Dokument:
▼

Allerorts rote Tücher. Als hätte es nie Marx gegeben. Kein Geldumlaufgesetz8, kein tendenzieller Fall der Profitrate9, kein Krisenkreislauf10, aber - was tausendmal unverzeihlicher ist - wenig Nachdenken über vorhandenes Wissen und böse Erfahrungen.
Krisen umschwirren das Kapital, wie die Motten das Licht. Je nachdem wie man sie ordnet, mehr oder weniger als ein Dutzend zu Marx Zeiten.
Und dementsprechend beschäftigen sich auch seine Arbeiten recht umfassend mit der Analysis von Krisen. Kapitalistischer Praxis ordnet Marx den gesetzmäßigen ökonomischen Kreislauf zu: mittlere Lebendigkeit - Prosperität - Überproduktion - Krise - Stagnation.11
Nichts ist alldem hinzuzufügen. Bis auf die lapidare Tatsache, dass der Staat zum Kapital gehört. Er hat keine eigenständige Funktion. Sein Platz ist im wirtschaftlichen System. Ohne Wenn und Aber.
Reguliert der kapitalistische Staat12, so reguliert er nur die Geschwindigkeit der Aufeinanderfolge des Krisenkreislaufs. Er beseitigt weder dessen Ursachen, noch dessen Gesetzmäßigkeit noch wird aus ihm ein liberaler- oder sozialer Rechtsstaat.
Bewegte sich kapitalistische Produktion ausschließlich im Wechsel von Konjunktur und Rezession, wären ihre ungezogenen Regularien nur Angebot und Nachfrage, wäre der Krisenkreislauf zu verschmerzen.
Kapital strebt aber unabhängig frommer Wünsche zum Maximalprofit. Dessen Expansionsstreben löst es von den Interessen der Produzenten und den Interessen der Besitzer der Produktionsmittel gleichermaßen. Das Gesetz kommunikativer Effizienz13, das Universalgesetz des Universums, kommt hier zum Tragen. Kapital kennt weder Moral noch humane Werte noch Nationalstolz. Der ökonomische Krisenkreislauf muss daher um seine politische Komponente erweitert werden, die gnadenlose Schaffung der Bedingungen zur Maximalprofitumsetzung.
Der komplette Krisenkreislauf schließt sich daher nicht nur mit dem Krieg, sondern seine materielle und personelle Vorbereitung begleiten den Kreislauf14 ständig. Im Zustand “mittlerer Lebendigkeit” oder im Zustand “wachsender Belebung” bricht kein Krieg aus, da ist er kräftig in Vorbereitung. In den folgenden Phasen jedoch ist der Griff des Kapitals zum Krieg sehr wohl möglich und damit auch abhängig von Handeln und akuten Interessenlagen.

▲

Einträge im Datensatz:
▼

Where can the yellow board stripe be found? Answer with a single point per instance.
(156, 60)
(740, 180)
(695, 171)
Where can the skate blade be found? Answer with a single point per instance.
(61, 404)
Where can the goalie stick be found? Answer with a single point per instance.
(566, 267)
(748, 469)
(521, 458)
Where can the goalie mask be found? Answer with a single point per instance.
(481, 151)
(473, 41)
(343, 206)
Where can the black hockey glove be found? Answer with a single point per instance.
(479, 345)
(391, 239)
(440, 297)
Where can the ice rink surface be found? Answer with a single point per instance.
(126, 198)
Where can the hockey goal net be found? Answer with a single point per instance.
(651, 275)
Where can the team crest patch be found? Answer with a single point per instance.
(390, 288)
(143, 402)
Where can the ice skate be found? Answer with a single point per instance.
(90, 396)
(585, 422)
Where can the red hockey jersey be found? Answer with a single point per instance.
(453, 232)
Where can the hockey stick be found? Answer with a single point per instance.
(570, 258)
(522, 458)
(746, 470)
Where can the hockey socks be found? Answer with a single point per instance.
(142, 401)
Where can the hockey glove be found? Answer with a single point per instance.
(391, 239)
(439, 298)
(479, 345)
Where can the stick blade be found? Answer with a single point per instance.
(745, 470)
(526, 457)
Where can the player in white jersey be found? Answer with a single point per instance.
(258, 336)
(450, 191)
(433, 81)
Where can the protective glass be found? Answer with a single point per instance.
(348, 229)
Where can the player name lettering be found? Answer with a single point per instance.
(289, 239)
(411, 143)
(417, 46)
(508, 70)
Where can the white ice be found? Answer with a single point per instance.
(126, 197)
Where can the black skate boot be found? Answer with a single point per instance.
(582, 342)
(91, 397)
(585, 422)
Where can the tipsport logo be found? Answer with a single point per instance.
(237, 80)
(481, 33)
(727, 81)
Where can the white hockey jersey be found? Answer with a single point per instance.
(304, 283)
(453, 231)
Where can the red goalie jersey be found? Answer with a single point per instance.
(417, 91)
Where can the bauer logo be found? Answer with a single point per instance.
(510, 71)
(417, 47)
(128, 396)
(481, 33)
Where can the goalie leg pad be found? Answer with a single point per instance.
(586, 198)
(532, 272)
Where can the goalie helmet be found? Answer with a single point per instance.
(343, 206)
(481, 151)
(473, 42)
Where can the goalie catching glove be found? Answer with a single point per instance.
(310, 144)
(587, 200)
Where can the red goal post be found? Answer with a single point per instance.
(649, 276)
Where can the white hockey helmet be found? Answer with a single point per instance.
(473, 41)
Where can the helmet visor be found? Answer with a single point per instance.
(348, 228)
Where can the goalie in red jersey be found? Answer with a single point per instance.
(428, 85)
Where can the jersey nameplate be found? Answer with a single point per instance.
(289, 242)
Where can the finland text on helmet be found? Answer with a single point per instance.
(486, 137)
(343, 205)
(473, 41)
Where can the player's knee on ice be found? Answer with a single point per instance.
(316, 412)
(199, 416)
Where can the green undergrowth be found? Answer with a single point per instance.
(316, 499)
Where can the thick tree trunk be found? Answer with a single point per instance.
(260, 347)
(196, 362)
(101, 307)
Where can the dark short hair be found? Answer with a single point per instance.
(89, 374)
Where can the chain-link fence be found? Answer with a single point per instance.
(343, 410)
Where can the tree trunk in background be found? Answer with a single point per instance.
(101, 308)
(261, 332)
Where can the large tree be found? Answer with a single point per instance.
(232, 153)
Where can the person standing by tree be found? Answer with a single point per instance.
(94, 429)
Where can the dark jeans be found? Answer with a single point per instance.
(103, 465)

▲

Schriftliche Aufgabe 1: Fasse den Absatz des Dokuments, der mit „Nichts ist alldem hinzuzufügen“ beginnt, als kurze Liste zusammen und behalte seine wesentlichen Aussagen bei.
Schriftliche Aufgabe 2: Gib den Abschnitt des Dokuments wortgetreu wieder, der mit den Worten „Krisen umschwirren das“ einsetzt und mit „oder sozialer Rechtsstaat.“ schließt.
Stütze dich dabei allein auf das Dokument.

Richtige Lösung 1:
- Dem Gesagten ist nur eine Tatsache hinzuzufügen: Der Staat gehört zum Kapital.
- Er hat keine eigenständige Funktion.
- Sein Platz ist ohne Wenn und Aber im wirtschaftlichen System.

Richtige Lösung 2:
Krisen umschwirren das Kapital, wie die Motten das Licht. Je nachdem wie man sie ordnet, mehr oder weniger als ein Dutzend zu Marx Zeiten.
Und dementsprechend beschäftigen sich auch seine Arbeiten recht umfassend mit der Analysis von Krisen. Kapitalistischer Praxis ordnet Marx den gesetzmäßigen ökonomischen Kreislauf zu: mittlere Lebendigkeit - Prosperität - Überproduktion - Krise - Stagnation.11
Nichts ist alldem hinzuzufügen. Bis auf die lapidare Tatsache, dass der Staat zum Kapital gehört. Er hat keine eigenständige Funktion. Sein Platz ist im wirtschaftlichen System. Ohne Wenn und Aber.
Reguliert der kapitalistische Staat12, so reguliert er nur die Geschwindigkeit der Aufeinanderfolge des Krisenkreislaufs. Er beseitigt weder dessen Ursachen, noch dessen Gesetzmäßigkeit noch wird aus ihm ein liberaler- oder sozialer Rechtsstaat.